=== Begin Enclosure ===

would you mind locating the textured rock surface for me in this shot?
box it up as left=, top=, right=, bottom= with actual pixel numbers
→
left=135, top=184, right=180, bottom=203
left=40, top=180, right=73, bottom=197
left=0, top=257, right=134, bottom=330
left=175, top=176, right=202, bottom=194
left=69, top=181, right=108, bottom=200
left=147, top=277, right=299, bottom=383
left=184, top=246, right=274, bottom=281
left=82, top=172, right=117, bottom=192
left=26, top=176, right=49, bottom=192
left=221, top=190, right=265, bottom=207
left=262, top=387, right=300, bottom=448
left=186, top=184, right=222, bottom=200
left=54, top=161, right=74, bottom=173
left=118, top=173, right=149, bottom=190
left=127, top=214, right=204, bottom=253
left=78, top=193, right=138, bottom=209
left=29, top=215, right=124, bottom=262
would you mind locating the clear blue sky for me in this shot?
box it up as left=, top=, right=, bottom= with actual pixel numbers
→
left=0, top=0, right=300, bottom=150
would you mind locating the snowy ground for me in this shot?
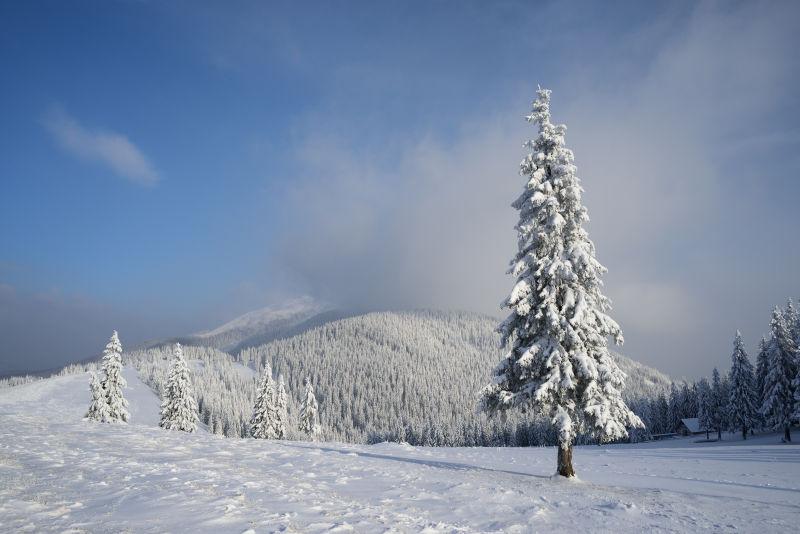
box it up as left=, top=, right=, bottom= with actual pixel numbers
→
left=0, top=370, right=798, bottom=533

=== End Enclosure ===

• _TASK OBJECTIVE_: Write out the listing above exactly as it stands, pictures excluded.

• _RESULT_:
would you mind locating the textured rock surface for me in this shot?
box it up as left=, top=, right=, bottom= with actual pixel numbers
→
left=135, top=184, right=180, bottom=203
left=40, top=180, right=73, bottom=197
left=0, top=257, right=134, bottom=330
left=175, top=176, right=202, bottom=194
left=69, top=181, right=108, bottom=200
left=147, top=277, right=299, bottom=383
left=184, top=246, right=274, bottom=281
left=82, top=172, right=117, bottom=192
left=26, top=176, right=49, bottom=192
left=221, top=190, right=265, bottom=207
left=262, top=387, right=300, bottom=448
left=186, top=184, right=222, bottom=200
left=54, top=161, right=74, bottom=173
left=118, top=173, right=149, bottom=190
left=127, top=214, right=204, bottom=253
left=78, top=193, right=138, bottom=209
left=29, top=215, right=124, bottom=262
would you mind locating the clear blue sky for me in this shot?
box it up as left=, top=, right=, bottom= with actual pixel numbers
→
left=0, top=0, right=300, bottom=150
would you mind locating the snowy ground for me in this shot?
box it up as left=, top=, right=, bottom= with actual pixel numbers
→
left=0, top=370, right=798, bottom=533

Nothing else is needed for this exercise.